MATERIAL FOR THIS EXERCISE:
########
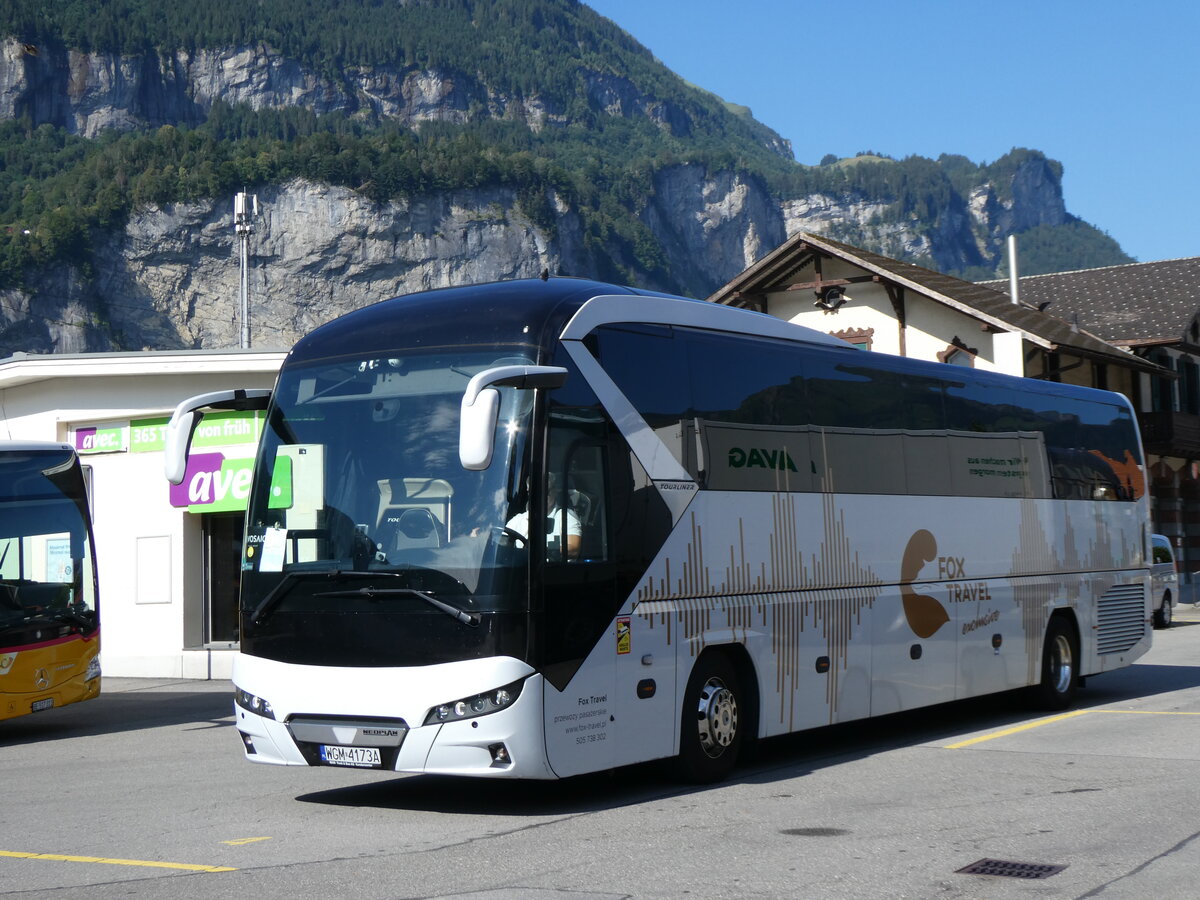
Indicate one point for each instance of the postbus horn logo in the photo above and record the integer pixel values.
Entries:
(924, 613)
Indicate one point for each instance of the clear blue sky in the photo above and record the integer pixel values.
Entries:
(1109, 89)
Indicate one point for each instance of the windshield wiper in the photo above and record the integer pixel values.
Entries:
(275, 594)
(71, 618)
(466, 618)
########
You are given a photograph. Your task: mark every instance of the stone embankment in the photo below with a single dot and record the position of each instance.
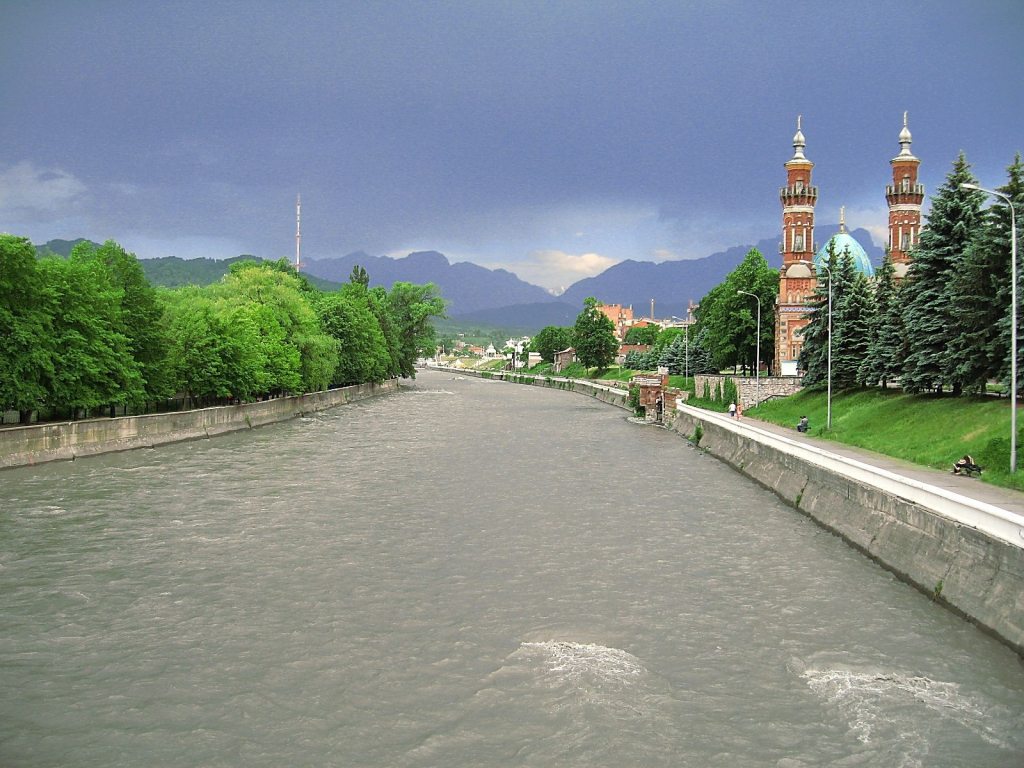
########
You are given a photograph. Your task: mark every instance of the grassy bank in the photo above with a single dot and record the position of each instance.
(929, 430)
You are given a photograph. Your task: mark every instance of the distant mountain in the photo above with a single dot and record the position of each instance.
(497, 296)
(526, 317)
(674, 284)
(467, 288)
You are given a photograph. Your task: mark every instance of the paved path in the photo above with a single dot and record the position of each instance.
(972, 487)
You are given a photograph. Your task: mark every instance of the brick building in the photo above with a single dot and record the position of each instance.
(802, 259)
########
WHAT YOU ARE ASKED TO DO:
Count the lines in the entries above that contain the word "pixel", matching case exactly. Reply with the number only.

EXERCISE ANSWER:
3